--- Instrucción de trabajo ---
Según el texto «El status quo», ¿cuánto duró la conversación telefónica entre el americano y el israelí?

--- Texto proporcionado ---
........

Manuel Coma

El status quo

El americano tardó dos días en felicitar a su supuestamente íntimo aliado, el israelí. Nada de felicitaciones. Fueron treinta minutos de agria conversación telefónica. Detrás estaba el espectacular zigzag de Netanyahu. En los últimos momentos de su campaña pisó a fondo el pedal de lo que sus enemigos políticos llaman el «voto del miedo». Se trataba de transmitir que nadie como él puede ofrecer garantías frente a los graves peligros que acechan a Israel. Los perdedores atribuyen su derrota a esta maniobra. Ni que decir tiene cómo la califican. Parte esencial de la jugada fue declarar que con él no habrá dos estados: el futuro palestino junto al presente judío. Recién cosechada su victoria, interpretó sus palabras. Él no ha cambiado su política, lo que ha cambiado es la realidad. Sigue queriendo dos Estados pacíficos, sostenibles, pero las circunstancias son distintas. Cedió a la presión americana, haciendo con ello una cierta concesión a su izquierda.

........

Entradas del conjunto de datos
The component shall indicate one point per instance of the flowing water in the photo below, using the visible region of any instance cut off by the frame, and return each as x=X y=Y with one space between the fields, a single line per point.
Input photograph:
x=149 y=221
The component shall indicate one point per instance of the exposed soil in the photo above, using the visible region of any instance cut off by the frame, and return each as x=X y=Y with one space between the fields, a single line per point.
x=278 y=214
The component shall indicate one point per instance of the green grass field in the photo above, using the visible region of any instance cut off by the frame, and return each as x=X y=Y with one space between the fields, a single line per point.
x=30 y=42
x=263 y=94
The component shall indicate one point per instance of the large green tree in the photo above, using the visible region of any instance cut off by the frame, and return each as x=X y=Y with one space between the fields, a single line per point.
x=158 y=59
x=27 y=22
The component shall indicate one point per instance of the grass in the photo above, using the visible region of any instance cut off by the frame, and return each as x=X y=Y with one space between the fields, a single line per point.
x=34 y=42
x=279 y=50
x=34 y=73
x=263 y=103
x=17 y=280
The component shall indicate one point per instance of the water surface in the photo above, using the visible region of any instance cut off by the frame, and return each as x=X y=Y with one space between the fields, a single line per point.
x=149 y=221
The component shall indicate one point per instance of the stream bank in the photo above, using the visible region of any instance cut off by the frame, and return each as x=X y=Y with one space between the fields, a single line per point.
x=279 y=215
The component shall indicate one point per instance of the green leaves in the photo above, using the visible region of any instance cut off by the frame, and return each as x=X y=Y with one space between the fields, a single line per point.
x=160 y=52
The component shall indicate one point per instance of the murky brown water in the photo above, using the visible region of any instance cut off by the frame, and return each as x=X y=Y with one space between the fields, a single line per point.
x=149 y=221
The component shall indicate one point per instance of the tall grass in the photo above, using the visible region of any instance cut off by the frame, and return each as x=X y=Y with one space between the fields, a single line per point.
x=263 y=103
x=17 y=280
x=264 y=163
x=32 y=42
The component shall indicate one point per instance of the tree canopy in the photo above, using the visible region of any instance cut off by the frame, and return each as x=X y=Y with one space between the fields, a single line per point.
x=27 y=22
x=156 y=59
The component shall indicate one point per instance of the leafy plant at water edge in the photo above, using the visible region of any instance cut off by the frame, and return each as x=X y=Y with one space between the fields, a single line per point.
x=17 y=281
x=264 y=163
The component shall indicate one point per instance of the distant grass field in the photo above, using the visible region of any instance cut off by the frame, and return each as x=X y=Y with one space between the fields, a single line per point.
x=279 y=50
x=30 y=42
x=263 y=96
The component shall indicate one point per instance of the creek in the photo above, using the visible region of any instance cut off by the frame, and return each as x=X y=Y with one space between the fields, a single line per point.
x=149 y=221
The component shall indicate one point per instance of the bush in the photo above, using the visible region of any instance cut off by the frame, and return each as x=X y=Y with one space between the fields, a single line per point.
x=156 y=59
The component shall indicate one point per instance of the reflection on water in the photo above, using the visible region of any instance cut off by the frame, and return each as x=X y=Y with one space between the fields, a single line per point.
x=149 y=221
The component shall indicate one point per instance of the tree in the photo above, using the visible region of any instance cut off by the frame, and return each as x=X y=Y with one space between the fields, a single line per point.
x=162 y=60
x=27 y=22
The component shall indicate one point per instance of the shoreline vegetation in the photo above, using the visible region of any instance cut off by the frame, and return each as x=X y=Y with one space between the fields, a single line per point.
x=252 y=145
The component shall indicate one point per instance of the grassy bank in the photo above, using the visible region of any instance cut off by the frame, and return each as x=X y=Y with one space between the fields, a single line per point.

........

--- Respuesta a la tarea ---
Duró treinta minutos.